▶ **BLOCO DE TEXTO**:
>>>>>
Friday, 22 de November de 2024 ISSN 1519-7670 - Ano 24 - nº 1315

João Moreira Salles

‘Na segunda-feira Michael Jackson foi absolvido da acusação de pedofilia, senão pela opinião pública (pesquisas feitas logo após o veredito indicam que grande parte dos americanos acredita que ele é culpado), ao menos pelo tribunal do júri. Alguém poderá pensar: ao menos por quê? Afinal, Jackson tirou o bilhete premiado: ouviu a palavra inocente da única instância que lhe interessa. A questão é que, a longo prazo, Jackson depende muito mais do público do que de míseras 12 almas. Desde que deixou de compor, cantar ou dançar, Jackson se dedica a uma única atividade: a de se oferecer ao consumo dos que ainda o adoram. Se não conseguir se livrar do estigma da pedofilia, adeus.
<<<<<
▶ **MATERIAL FORNECIDO**:
>>>>>
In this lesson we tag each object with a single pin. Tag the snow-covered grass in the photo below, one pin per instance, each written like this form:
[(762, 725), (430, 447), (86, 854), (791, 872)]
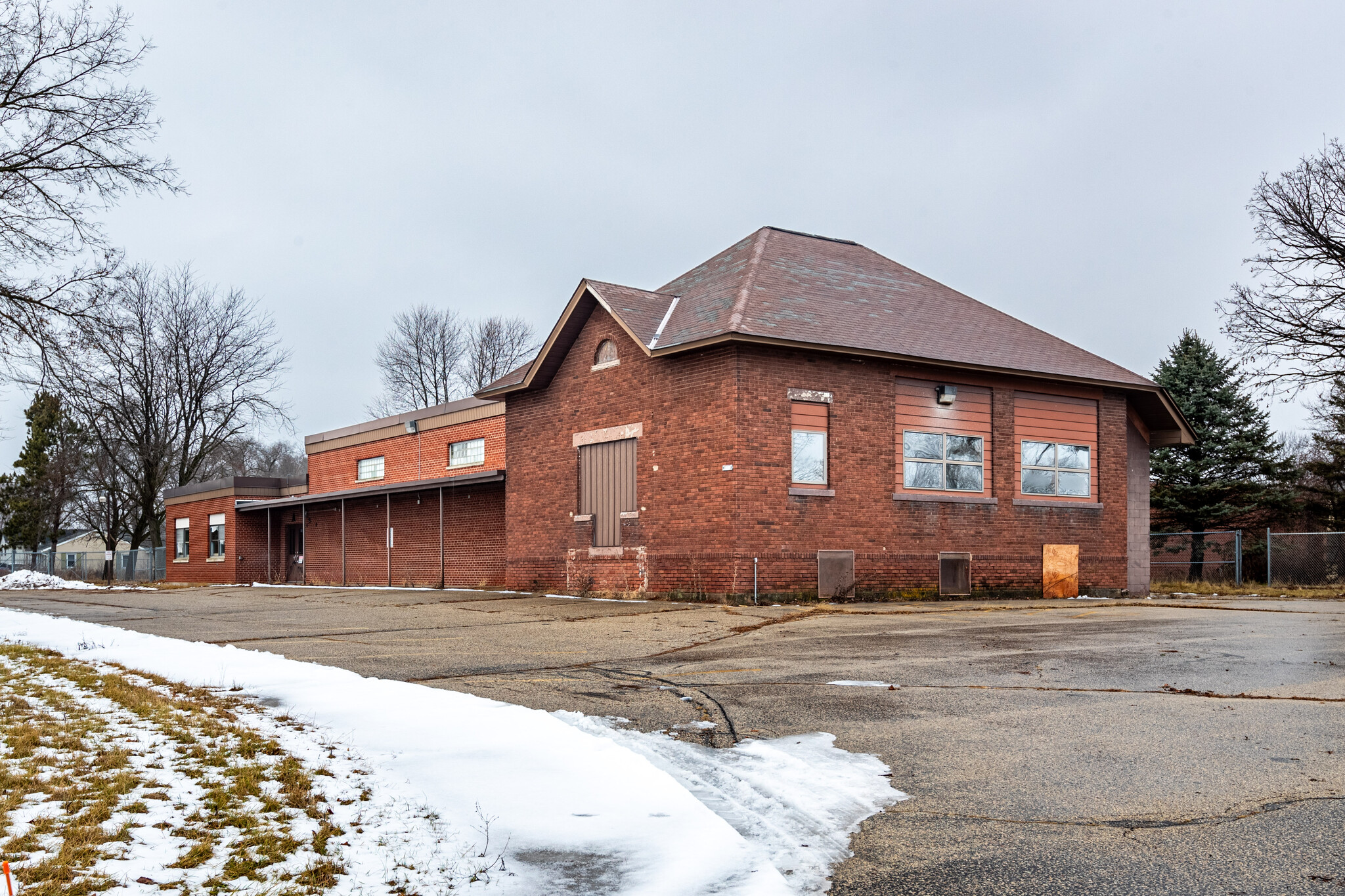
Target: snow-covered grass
[(29, 580), (576, 803), (118, 779)]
<<<<<
▶ **PEDIDO ESCRITO A**:
No texto sobre a absolvição de Michael Jackson, liste todas as atividades que ele deixou de fazer.
▶ **PEDIDO ESCRITO B**:
Repita o trecho do texto sobre a absolvição de Michael Jackson, começando em "João Moreira Salles" e indo até "da pedofilia, adeus.".

▶ **RESPOSTA ESPERADA A**:
Compor, cantar e dançar.

▶ **RESPOSTA ESPERADA B**:
João Moreira Salles

‘Na segunda-feira Michael Jackson foi absolvido da acusação de pedofilia, senão pela opinião pública (pesquisas feitas logo após o veredito indicam que grande parte dos americanos acredita que ele é culpado), ao menos pelo tribunal do júri. Alguém poderá pensar: ao menos por quê? Afinal, Jackson tirou o bilhete premiado: ouviu a palavra inocente da única instância que lhe interessa. A questão é que, a longo prazo, Jackson depende muito mais do público do que de míseras 12 almas. Desde que deixou de compor, cantar ou dançar, Jackson se dedica a uma única atividade: a de se oferecer ao consumo dos que ainda o adoram. Se não conseguir se livrar do estigma da pedofilia, adeus.